[EXERCISE DESCRIPTION] Please locate every line in the material below that contains the word "blue", and copy each such line in full. Letter case counts when matching.

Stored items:
## Start

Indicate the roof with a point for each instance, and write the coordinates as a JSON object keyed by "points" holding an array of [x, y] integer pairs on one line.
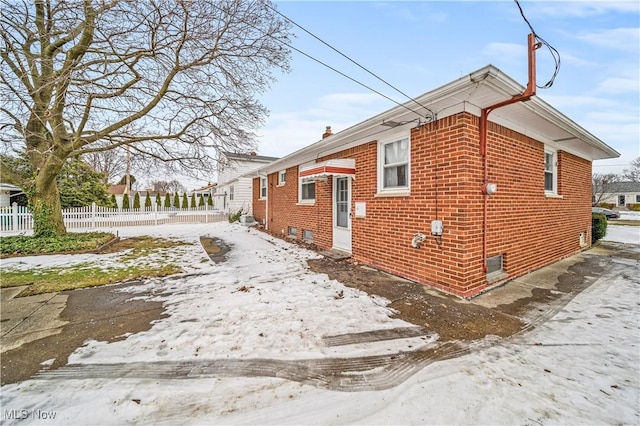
{"points": [[471, 93], [116, 189], [249, 157], [618, 187]]}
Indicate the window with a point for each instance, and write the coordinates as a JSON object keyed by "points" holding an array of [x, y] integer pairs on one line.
{"points": [[263, 187], [307, 235], [495, 268], [550, 171], [393, 165]]}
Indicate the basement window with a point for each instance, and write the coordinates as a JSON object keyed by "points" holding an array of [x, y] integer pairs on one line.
{"points": [[495, 268]]}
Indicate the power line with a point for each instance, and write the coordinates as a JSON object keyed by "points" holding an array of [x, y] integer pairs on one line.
{"points": [[552, 50], [352, 61]]}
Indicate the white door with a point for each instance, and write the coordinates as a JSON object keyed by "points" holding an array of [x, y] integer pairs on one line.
{"points": [[342, 213]]}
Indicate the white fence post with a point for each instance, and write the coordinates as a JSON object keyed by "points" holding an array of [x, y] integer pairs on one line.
{"points": [[14, 211]]}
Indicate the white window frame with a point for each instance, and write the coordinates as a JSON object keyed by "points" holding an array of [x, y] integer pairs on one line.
{"points": [[263, 188], [303, 181], [397, 190], [553, 171]]}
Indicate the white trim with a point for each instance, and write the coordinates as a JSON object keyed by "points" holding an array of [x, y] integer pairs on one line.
{"points": [[396, 190], [554, 171], [282, 182]]}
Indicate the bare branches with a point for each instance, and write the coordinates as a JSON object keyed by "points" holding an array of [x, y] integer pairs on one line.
{"points": [[178, 78]]}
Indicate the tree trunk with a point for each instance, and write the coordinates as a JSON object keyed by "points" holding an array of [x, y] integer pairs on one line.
{"points": [[45, 206]]}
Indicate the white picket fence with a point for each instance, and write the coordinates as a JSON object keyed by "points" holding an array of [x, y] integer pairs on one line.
{"points": [[19, 219]]}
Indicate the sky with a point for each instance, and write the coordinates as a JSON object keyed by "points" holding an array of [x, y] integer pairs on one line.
{"points": [[419, 46]]}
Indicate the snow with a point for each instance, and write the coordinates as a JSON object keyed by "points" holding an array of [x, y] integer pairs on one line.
{"points": [[580, 367], [623, 234]]}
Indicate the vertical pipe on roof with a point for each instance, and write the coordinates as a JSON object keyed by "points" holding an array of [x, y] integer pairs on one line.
{"points": [[484, 119]]}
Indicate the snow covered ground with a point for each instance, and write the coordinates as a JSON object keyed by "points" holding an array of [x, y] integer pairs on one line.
{"points": [[623, 234], [581, 367]]}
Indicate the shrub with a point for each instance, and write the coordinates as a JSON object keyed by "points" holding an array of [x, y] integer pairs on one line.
{"points": [[598, 227]]}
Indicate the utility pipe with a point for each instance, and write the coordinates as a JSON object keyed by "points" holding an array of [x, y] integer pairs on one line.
{"points": [[484, 116]]}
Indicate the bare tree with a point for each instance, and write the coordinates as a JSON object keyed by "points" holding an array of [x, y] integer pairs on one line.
{"points": [[174, 80], [602, 184], [632, 174]]}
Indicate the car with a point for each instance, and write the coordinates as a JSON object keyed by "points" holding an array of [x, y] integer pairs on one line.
{"points": [[610, 214]]}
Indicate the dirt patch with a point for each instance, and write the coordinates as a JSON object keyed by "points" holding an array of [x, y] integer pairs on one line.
{"points": [[101, 313], [450, 317]]}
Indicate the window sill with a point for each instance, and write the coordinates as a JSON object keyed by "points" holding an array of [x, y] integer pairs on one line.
{"points": [[553, 195], [400, 193]]}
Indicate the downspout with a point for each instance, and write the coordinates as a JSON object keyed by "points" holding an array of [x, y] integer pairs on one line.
{"points": [[484, 116]]}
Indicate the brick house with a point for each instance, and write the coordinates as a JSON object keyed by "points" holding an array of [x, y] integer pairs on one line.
{"points": [[433, 199], [234, 189]]}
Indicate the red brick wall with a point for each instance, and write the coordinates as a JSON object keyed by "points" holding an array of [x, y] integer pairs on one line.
{"points": [[527, 227]]}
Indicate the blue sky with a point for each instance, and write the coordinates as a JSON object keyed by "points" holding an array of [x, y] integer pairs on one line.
{"points": [[419, 46]]}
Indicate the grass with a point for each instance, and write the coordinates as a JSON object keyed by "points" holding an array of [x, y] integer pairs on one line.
{"points": [[71, 242], [141, 257]]}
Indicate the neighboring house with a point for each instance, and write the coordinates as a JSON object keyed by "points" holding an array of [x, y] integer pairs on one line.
{"points": [[450, 202], [7, 191], [234, 188], [621, 194]]}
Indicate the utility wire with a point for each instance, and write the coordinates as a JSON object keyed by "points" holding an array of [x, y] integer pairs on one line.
{"points": [[552, 50], [352, 61]]}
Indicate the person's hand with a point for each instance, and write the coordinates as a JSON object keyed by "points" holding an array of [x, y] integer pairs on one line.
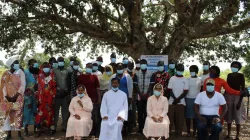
{"points": [[160, 119], [154, 119], [202, 119], [216, 120], [77, 117], [238, 106], [176, 101], [120, 118], [105, 118], [80, 103]]}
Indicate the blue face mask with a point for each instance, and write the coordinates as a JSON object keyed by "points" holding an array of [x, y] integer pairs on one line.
{"points": [[211, 75], [80, 95], [95, 68], [75, 67], [161, 68], [16, 67], [109, 73], [115, 89], [172, 66], [210, 88], [35, 65], [157, 93], [99, 63], [192, 74], [60, 64], [234, 70], [205, 67], [71, 63], [88, 70], [113, 60], [46, 70], [55, 65], [143, 66], [120, 71], [125, 61], [180, 73]]}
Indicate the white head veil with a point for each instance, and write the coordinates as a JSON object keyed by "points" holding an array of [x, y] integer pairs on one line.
{"points": [[11, 60]]}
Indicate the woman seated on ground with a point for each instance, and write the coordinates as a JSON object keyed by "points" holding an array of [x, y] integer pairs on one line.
{"points": [[80, 123], [157, 122]]}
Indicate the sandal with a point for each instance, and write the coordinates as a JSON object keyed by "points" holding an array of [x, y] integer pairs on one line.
{"points": [[227, 138], [8, 138], [20, 138]]}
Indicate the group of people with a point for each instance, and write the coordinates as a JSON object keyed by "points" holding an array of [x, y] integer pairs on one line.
{"points": [[105, 101]]}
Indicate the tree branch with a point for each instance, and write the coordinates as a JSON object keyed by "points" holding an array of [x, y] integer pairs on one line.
{"points": [[243, 25]]}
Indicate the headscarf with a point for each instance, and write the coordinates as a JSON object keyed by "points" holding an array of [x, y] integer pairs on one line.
{"points": [[105, 76], [11, 60], [85, 91], [161, 88]]}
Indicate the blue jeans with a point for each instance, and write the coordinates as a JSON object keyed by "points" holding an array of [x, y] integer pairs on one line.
{"points": [[203, 131]]}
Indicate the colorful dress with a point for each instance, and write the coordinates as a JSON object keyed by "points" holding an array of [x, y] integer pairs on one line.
{"points": [[45, 97], [82, 127], [12, 83], [30, 107]]}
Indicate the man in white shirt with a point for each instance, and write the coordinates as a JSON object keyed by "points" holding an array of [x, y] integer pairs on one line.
{"points": [[207, 104], [178, 89], [114, 111]]}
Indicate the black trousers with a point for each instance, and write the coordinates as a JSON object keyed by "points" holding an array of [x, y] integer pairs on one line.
{"points": [[141, 113]]}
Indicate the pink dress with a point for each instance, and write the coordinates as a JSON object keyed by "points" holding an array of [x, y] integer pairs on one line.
{"points": [[82, 127], [157, 108]]}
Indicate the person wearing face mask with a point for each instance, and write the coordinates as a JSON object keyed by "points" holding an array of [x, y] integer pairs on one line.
{"points": [[53, 63], [125, 62], [71, 63], [114, 111], [46, 100], [137, 65], [95, 69], [171, 67], [214, 73], [11, 97], [126, 85], [194, 89], [143, 92], [205, 74], [80, 123], [105, 78], [91, 83], [235, 105], [113, 61], [99, 59], [207, 104], [62, 94], [177, 89], [132, 107], [162, 77], [72, 79], [157, 119], [31, 74]]}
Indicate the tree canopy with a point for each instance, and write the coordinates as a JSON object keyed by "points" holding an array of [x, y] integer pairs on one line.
{"points": [[212, 29]]}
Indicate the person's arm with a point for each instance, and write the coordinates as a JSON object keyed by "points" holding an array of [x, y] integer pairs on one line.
{"points": [[124, 110], [130, 86], [104, 108], [88, 106], [23, 83], [228, 89], [165, 110], [71, 107]]}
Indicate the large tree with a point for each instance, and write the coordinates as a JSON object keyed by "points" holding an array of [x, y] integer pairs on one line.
{"points": [[134, 27]]}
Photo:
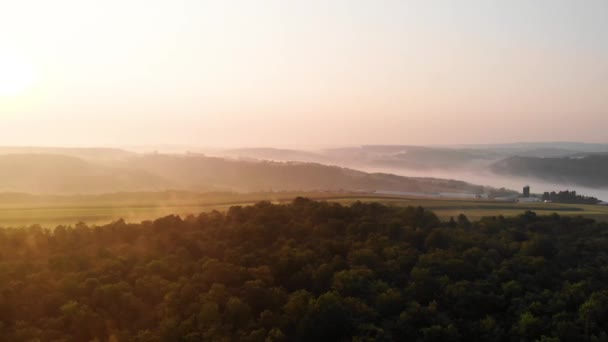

## End

[TASK OUTPUT]
Indicate the blue sky with a point for each instance, and write the coordinates as a JSON object keyed by "points" holding an array of [x, y] integer pairs on one line.
Indicate the blue face mask with a point for each instance, and write the coordinates as a JSON object keyed by "points" holding an array of [x, y] integer pairs on one line.
Indicate the blue jeans with a point for each instance, and write the coordinates as a JSON object keyed by "points" holding an array of [x, y] integer pairs on one line.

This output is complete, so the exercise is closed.